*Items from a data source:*
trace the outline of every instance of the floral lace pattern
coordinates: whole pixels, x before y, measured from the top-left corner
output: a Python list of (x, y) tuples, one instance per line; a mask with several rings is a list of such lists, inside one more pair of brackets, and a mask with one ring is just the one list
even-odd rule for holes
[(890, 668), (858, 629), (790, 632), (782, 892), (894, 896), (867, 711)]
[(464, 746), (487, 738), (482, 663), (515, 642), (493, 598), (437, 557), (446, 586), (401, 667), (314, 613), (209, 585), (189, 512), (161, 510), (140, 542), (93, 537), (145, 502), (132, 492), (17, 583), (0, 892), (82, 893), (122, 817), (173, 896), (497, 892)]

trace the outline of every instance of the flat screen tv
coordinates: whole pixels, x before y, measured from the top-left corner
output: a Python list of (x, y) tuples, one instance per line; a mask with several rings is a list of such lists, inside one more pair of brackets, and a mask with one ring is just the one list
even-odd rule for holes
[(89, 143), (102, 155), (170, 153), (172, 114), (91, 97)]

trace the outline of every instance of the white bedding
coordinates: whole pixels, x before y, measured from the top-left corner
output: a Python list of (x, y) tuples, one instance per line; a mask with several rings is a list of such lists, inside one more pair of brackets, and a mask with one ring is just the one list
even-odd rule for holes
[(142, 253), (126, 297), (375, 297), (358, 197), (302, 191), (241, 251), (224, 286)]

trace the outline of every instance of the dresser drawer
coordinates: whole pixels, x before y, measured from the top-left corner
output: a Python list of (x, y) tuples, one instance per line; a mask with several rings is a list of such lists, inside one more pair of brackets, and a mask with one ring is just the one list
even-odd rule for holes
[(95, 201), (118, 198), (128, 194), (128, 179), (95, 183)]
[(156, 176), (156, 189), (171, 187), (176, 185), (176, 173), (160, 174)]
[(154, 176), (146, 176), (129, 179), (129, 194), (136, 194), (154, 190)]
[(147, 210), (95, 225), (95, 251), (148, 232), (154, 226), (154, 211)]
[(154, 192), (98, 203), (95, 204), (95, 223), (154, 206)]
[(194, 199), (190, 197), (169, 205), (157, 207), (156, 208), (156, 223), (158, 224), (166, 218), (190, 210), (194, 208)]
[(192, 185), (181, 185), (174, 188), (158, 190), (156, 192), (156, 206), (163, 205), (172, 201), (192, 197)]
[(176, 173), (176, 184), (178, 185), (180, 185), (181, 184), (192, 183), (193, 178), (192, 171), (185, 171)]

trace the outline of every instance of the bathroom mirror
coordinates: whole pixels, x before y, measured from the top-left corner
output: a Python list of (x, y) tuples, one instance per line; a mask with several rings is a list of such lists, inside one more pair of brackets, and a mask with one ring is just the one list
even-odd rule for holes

*What this task involves:* Copy the listing above word for word, keeping every line in its original order.

*Task result:*
trace the outline of every instance of the floral lace pattern
coordinates: whole pixels, x before y, measured from the top-left corner
output: a Python list of (x, y) tuples, one instance per line; a mask with several rings is a list of such lists, inside one more pair of brackets, and a mask with one ring is just the one list
even-odd rule for holes
[(890, 668), (858, 629), (790, 632), (782, 892), (894, 896), (867, 711)]
[(464, 746), (487, 738), (482, 663), (515, 642), (493, 598), (437, 557), (446, 586), (401, 667), (314, 613), (209, 585), (189, 512), (161, 510), (140, 542), (93, 537), (145, 502), (132, 492), (17, 583), (0, 892), (82, 893), (122, 817), (173, 896), (497, 892)]

trace the outline of every instance of the flat screen tv
coordinates: whole pixels, x before y, measured from the top-left corner
output: a Python list of (x, y) tuples, one instance per line; a mask with several rings is a list of such lists, inside one more pair of brackets, and a mask with one ring is just the one list
even-odd rule for holes
[(89, 143), (102, 155), (170, 153), (172, 114), (91, 97)]

trace the outline of every instance of the white bedding
coordinates: whole pixels, x before y, measured from the top-left corner
output: a Python list of (x, y) tuples, one instance per line; a mask with several rings is a list of such lists, inside one more pair of brackets, and a mask with one ring is just the one list
even-odd rule for holes
[(142, 253), (126, 297), (375, 297), (358, 197), (302, 191), (241, 251), (224, 286)]

trace the outline of every instance of the dresser drawer
coordinates: whole pixels, x before y, measured from the top-left corner
output: a Python list of (x, y) tuples, one instance per line; a mask with several rings is a list of such lists, inside one more pair of brackets, and a mask with one ring is just the one list
even-odd rule for holes
[(95, 201), (118, 198), (128, 194), (128, 179), (95, 183)]
[(156, 176), (156, 189), (171, 187), (176, 185), (176, 173), (160, 174)]
[(154, 176), (146, 176), (129, 179), (129, 194), (136, 194), (154, 190)]
[(147, 210), (95, 225), (95, 251), (148, 232), (154, 226), (154, 211)]
[(154, 192), (98, 203), (95, 204), (95, 223), (154, 206)]
[(194, 199), (190, 197), (169, 205), (157, 207), (156, 208), (156, 223), (158, 224), (166, 218), (190, 210), (194, 208)]
[(192, 185), (181, 185), (174, 188), (158, 190), (156, 192), (156, 206), (163, 205), (172, 201), (192, 197)]
[(176, 173), (176, 184), (178, 185), (180, 185), (181, 184), (192, 183), (193, 178), (192, 171), (185, 171)]

trace the outline of every instance of the bathroom mirror
coordinates: whole pixels, x before y, measured from the top-left corner
output: a Python list of (x, y) tuples, one instance per line; a mask with several rings is a list of such lists, inside one more pair of brackets, and a mask with one ring is just the one list
even-odd rule for holes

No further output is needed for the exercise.